I'd like every line in the following listing that holds "tree" copied.

══ Data ══

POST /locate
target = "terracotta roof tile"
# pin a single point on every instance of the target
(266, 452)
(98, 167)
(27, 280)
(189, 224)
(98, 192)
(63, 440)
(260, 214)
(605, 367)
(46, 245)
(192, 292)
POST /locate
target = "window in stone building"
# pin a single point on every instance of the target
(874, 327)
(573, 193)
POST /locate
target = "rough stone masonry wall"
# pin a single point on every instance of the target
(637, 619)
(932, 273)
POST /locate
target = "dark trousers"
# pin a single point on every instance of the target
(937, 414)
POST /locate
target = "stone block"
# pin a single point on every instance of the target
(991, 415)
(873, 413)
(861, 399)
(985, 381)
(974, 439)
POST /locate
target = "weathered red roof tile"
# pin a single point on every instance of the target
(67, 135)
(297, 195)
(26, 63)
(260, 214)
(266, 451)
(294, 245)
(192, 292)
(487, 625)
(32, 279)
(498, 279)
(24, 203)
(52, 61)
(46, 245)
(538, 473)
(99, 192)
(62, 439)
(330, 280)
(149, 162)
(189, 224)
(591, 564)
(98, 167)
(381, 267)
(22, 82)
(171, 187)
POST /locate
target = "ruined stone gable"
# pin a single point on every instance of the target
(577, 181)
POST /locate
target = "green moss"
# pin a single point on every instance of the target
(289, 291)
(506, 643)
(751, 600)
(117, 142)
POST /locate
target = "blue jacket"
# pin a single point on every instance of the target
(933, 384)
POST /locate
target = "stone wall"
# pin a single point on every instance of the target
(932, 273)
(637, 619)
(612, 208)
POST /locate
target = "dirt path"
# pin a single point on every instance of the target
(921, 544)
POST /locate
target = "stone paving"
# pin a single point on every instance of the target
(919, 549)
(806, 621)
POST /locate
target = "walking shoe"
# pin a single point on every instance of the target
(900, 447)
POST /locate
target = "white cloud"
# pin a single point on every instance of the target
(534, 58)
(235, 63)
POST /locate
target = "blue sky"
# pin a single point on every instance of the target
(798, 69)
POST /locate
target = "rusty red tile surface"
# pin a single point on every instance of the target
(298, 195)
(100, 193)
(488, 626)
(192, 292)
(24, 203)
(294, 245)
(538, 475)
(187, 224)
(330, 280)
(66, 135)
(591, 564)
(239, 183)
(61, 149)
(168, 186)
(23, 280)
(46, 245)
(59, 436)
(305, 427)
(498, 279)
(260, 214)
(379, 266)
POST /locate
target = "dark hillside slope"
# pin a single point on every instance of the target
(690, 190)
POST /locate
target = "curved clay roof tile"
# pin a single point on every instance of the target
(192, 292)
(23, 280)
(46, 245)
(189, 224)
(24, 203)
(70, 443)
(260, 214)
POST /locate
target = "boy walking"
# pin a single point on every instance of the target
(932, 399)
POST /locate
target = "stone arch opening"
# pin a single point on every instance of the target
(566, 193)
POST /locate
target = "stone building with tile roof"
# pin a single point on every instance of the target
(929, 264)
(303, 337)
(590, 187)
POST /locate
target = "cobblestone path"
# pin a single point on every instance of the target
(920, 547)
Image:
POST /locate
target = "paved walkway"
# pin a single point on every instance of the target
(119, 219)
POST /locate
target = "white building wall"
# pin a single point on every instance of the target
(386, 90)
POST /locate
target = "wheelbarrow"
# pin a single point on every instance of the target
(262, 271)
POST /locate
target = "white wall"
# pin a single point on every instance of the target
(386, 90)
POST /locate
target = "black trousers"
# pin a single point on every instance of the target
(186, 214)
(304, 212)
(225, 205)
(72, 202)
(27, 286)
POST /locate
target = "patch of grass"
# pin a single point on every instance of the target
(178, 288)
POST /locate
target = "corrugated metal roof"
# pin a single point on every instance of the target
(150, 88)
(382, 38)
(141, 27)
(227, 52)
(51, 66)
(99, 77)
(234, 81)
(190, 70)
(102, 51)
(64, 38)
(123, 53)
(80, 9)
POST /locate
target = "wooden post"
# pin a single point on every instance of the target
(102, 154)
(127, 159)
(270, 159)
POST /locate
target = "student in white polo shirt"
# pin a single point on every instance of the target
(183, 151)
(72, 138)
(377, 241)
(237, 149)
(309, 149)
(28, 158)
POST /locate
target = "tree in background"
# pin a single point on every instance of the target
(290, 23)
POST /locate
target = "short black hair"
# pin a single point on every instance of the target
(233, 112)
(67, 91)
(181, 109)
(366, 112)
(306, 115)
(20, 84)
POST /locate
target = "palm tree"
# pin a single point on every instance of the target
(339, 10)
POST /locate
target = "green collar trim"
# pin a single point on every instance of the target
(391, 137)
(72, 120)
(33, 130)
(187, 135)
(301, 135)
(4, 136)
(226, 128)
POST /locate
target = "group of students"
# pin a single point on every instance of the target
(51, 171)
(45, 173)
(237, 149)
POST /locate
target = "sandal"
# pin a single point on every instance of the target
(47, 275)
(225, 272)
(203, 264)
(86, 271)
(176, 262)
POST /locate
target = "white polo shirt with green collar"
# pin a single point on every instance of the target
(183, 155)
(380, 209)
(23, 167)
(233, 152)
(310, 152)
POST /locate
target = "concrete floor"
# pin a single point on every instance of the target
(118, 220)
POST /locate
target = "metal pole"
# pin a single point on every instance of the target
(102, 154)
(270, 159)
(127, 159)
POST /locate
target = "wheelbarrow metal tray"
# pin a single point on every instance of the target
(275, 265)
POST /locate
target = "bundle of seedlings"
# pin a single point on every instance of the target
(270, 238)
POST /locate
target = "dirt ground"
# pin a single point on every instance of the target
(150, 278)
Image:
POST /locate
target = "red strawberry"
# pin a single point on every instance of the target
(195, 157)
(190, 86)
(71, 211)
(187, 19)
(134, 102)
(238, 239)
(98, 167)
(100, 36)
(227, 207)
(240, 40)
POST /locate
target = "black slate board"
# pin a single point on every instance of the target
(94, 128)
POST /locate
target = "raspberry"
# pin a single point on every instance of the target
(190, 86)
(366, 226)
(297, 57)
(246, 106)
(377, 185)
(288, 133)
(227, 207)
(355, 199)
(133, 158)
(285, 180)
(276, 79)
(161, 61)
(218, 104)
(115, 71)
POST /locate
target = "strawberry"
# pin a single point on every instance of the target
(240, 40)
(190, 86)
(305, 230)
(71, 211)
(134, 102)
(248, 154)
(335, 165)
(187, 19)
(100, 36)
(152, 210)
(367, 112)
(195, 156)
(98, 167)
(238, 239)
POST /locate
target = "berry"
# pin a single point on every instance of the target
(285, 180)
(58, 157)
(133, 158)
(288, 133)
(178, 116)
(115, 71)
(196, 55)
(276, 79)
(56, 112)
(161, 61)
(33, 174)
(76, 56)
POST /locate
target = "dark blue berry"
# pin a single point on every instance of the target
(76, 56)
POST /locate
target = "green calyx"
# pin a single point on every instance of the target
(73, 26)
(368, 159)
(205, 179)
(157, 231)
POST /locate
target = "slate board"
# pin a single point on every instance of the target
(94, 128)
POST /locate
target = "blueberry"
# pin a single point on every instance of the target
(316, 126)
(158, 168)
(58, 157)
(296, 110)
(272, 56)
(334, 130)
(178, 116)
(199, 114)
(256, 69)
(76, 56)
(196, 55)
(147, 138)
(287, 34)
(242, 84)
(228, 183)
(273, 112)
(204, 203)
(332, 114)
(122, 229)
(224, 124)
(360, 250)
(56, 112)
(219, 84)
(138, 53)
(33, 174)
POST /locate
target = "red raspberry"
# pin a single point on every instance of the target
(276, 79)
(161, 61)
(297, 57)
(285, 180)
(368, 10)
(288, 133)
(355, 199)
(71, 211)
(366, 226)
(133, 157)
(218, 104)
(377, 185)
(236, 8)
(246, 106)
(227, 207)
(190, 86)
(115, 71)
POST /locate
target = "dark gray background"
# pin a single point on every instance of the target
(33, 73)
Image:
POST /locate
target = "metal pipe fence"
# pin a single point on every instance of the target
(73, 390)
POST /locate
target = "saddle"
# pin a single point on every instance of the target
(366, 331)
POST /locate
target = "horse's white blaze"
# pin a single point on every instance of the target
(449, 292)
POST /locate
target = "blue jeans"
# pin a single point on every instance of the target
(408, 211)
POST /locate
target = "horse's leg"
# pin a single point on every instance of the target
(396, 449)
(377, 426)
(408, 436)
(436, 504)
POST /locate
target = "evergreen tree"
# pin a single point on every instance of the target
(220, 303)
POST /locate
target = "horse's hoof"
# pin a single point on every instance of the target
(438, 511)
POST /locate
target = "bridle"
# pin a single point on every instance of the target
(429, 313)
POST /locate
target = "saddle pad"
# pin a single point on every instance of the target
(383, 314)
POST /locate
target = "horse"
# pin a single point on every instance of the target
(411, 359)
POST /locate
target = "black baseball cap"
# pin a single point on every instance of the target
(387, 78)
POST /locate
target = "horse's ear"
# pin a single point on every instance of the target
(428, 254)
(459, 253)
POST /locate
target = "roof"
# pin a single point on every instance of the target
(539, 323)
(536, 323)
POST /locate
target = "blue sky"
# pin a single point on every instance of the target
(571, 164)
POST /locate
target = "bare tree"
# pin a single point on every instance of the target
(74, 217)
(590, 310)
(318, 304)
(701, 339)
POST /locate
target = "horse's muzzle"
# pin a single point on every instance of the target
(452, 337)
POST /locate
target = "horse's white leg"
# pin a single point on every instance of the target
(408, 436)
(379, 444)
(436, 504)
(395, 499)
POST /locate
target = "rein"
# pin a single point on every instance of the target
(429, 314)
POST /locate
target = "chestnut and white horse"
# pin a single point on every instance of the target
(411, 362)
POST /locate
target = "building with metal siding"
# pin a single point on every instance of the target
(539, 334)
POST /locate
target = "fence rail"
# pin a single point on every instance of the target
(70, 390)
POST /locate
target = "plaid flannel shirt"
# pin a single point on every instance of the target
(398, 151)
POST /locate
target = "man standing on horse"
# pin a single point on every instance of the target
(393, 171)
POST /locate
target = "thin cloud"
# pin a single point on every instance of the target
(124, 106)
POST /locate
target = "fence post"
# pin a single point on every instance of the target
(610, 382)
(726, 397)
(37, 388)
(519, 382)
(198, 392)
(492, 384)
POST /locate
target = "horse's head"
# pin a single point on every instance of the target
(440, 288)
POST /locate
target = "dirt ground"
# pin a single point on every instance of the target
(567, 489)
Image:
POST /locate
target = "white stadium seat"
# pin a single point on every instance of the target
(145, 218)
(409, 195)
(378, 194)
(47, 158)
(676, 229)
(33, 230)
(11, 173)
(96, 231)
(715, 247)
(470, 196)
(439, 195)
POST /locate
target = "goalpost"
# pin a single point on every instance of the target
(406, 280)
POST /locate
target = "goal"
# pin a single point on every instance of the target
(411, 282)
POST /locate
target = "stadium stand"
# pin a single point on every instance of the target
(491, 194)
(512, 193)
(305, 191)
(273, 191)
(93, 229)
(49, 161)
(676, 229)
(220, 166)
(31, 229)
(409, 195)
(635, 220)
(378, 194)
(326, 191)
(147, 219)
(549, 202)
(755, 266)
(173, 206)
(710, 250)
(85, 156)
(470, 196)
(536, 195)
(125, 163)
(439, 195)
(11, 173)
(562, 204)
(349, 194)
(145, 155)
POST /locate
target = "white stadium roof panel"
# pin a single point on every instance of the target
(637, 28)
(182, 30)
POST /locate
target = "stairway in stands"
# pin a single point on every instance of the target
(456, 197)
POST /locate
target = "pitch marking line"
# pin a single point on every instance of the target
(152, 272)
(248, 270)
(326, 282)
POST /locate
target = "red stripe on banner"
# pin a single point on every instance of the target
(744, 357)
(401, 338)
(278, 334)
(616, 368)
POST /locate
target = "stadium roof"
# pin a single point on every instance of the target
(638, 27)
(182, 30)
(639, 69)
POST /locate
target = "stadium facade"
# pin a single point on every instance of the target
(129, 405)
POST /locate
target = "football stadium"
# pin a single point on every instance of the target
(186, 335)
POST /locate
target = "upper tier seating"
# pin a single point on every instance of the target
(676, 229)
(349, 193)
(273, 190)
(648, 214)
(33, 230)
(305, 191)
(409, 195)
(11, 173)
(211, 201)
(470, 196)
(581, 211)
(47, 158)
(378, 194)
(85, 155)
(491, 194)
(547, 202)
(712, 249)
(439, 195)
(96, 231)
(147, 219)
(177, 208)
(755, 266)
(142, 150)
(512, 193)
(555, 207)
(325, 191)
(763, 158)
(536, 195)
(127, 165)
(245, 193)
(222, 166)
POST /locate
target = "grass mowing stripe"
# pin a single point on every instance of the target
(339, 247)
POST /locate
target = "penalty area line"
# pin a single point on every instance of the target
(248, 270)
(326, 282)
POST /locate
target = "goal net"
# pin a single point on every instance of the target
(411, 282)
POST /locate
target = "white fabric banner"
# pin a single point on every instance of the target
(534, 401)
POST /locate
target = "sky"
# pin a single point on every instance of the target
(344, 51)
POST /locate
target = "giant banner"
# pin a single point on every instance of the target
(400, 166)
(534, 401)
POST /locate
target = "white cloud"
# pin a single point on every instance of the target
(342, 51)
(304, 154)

═══

## The completed task
target = "tree in background"
target = "palm tree"
target = "evergreen tree"
target = "bare tree"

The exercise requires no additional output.